▼
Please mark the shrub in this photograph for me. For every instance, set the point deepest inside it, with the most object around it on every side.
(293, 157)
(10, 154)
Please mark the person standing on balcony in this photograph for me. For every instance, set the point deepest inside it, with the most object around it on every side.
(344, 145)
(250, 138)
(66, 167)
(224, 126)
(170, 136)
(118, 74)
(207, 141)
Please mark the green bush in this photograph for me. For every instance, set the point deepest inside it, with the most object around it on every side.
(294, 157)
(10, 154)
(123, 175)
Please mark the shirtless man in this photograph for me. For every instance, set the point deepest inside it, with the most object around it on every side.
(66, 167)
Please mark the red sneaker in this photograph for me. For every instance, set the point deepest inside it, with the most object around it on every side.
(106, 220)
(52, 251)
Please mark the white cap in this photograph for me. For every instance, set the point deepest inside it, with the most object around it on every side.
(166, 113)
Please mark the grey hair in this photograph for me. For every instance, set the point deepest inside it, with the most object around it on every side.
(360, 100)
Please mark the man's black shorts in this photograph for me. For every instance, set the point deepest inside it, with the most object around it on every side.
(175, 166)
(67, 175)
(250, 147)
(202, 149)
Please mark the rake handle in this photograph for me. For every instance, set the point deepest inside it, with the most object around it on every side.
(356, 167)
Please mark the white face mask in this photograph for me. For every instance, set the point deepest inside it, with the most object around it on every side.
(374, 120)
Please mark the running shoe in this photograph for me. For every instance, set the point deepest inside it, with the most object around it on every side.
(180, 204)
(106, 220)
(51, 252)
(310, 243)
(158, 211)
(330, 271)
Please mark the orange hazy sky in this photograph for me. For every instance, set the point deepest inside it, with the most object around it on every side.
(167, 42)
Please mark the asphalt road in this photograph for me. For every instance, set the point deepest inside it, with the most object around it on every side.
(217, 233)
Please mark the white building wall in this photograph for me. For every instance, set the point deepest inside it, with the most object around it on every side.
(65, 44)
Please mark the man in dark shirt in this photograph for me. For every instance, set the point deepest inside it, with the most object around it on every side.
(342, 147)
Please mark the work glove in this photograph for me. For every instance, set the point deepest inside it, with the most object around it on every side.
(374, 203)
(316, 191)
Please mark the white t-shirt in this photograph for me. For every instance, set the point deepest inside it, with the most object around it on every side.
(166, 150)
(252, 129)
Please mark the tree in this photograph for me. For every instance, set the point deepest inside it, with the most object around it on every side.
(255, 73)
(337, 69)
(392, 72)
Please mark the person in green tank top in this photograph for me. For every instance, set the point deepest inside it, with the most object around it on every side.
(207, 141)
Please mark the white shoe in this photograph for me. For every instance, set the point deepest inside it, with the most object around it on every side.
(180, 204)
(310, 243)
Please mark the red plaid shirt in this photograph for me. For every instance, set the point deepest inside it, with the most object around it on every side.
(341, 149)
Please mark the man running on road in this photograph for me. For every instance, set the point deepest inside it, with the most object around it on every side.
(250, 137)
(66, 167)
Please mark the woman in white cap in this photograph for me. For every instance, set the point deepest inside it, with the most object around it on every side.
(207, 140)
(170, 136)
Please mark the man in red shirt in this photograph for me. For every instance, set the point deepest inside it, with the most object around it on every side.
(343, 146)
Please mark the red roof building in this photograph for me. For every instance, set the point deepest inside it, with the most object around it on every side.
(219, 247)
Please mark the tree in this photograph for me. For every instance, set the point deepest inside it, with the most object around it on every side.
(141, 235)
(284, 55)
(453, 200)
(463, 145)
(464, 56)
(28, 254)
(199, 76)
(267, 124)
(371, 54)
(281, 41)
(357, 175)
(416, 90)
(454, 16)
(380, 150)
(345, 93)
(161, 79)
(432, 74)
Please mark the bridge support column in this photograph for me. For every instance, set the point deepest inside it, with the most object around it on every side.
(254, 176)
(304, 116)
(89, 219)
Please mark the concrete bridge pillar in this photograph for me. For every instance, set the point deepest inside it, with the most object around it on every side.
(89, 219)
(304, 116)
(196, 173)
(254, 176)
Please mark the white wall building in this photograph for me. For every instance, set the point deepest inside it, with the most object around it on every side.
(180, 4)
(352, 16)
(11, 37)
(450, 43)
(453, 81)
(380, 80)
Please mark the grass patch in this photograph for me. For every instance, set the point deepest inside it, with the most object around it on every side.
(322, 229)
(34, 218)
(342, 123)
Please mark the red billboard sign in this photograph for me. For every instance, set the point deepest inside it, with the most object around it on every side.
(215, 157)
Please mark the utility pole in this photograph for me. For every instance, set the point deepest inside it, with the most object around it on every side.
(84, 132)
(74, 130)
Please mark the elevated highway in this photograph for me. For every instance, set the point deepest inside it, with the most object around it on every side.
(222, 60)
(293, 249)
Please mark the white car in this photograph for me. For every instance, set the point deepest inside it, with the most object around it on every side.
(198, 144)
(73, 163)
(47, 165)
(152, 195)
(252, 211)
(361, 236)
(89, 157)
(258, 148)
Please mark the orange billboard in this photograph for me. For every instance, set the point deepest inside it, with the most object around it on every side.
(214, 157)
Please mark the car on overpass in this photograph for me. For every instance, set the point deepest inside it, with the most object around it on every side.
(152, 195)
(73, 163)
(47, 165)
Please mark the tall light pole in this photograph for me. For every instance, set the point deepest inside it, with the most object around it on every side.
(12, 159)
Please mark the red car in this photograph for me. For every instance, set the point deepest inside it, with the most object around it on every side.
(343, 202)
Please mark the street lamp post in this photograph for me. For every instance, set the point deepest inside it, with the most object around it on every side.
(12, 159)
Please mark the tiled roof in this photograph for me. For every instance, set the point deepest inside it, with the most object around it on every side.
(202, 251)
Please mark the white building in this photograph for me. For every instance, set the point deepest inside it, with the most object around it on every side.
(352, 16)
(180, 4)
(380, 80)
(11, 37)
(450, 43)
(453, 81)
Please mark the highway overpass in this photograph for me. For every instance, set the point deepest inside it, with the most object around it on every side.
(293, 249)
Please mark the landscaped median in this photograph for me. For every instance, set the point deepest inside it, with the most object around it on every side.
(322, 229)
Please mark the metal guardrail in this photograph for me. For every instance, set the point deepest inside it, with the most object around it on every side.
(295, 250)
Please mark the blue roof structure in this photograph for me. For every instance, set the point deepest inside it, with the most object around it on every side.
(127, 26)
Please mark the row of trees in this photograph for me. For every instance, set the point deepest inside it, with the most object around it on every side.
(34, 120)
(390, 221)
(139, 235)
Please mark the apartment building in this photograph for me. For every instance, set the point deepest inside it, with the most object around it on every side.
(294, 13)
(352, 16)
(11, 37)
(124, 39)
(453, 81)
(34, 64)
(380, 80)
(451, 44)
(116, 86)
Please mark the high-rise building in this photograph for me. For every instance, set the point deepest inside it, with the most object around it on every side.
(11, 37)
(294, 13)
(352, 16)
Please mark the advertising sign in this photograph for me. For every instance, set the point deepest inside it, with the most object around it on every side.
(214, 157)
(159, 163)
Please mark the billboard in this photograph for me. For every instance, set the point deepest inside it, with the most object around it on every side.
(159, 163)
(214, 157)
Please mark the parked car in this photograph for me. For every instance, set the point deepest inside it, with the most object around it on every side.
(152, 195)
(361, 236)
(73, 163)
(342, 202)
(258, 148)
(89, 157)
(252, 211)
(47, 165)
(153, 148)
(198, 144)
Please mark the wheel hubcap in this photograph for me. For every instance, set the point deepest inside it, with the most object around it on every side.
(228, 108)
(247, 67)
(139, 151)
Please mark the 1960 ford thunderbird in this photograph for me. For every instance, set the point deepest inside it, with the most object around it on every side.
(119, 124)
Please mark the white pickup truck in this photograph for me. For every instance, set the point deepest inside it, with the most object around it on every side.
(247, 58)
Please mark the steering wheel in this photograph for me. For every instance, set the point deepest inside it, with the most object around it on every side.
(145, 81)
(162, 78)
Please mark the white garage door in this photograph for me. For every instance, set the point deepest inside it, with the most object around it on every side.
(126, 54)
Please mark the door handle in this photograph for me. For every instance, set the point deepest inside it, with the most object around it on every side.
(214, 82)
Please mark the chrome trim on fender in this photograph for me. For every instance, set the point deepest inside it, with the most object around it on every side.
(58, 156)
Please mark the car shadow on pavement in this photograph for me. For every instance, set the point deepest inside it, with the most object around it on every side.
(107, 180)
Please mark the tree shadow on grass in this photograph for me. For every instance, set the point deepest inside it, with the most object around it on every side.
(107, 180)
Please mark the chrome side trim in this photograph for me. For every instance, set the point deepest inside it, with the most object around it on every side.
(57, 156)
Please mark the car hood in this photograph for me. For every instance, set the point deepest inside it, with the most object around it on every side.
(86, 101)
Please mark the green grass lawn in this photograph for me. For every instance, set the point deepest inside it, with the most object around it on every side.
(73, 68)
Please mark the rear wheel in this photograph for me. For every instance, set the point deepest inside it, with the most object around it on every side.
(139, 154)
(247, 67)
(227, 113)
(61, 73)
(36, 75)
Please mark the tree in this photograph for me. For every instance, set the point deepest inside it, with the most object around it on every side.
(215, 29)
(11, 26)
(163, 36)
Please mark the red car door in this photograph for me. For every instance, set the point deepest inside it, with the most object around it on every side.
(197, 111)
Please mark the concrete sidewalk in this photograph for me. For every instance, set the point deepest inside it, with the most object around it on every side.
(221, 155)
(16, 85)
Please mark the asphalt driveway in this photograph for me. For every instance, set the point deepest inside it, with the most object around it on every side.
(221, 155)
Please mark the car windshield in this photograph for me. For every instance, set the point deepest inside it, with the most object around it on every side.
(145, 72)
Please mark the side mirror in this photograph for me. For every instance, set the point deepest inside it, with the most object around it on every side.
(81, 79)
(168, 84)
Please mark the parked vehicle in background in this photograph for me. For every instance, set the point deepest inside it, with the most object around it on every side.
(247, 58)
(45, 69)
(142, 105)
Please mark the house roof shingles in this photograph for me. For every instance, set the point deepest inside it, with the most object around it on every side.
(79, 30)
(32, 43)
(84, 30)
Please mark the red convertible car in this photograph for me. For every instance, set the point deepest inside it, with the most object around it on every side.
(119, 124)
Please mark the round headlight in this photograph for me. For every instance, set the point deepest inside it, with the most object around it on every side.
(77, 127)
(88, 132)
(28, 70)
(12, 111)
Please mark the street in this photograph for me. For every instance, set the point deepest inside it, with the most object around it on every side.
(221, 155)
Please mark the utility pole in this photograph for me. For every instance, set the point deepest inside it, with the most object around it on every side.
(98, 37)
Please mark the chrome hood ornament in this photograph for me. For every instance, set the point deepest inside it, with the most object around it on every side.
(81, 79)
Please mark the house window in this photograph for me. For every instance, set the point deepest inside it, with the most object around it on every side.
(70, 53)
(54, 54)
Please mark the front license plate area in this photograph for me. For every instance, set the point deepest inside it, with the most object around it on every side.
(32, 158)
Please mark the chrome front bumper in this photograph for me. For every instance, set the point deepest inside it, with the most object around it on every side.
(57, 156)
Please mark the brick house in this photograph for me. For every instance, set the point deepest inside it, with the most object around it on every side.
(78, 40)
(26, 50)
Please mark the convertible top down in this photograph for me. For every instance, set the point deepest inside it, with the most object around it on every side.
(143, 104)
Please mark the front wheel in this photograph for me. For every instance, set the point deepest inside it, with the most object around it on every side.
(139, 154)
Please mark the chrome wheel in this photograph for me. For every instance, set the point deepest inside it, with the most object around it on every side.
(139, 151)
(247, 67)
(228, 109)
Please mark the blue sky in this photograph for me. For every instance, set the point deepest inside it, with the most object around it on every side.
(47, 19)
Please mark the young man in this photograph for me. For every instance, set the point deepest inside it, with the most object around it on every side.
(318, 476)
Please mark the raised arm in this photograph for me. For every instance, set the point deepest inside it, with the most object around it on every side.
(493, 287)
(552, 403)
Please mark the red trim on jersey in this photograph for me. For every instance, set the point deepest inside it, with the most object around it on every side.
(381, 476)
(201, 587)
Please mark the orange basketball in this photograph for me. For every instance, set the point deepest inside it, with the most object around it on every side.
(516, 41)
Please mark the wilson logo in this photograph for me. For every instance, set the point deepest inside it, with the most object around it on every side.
▲
**Required work**
In the listing above, find the line with "Please mark the raised" and set down that line and all after it exactly, through the final line.

**Your solution**
Please mark the raised arm in this photograph for me. For every instance, set the point deepest inside it, with the most object around it on every side.
(493, 287)
(552, 403)
Please mark the red trim on jersey in this photograph for me. For every instance, set the point deepest inside it, with the most object around it on every side.
(381, 476)
(201, 587)
Please mark the orange basketball in this photograph for me. For every instance, set the point deepest inside it, with the most object around it on every side.
(516, 41)
Please mark the wilson logo in this photograph for me. For every instance, set the point deepest inside it, with the most object around it on every side.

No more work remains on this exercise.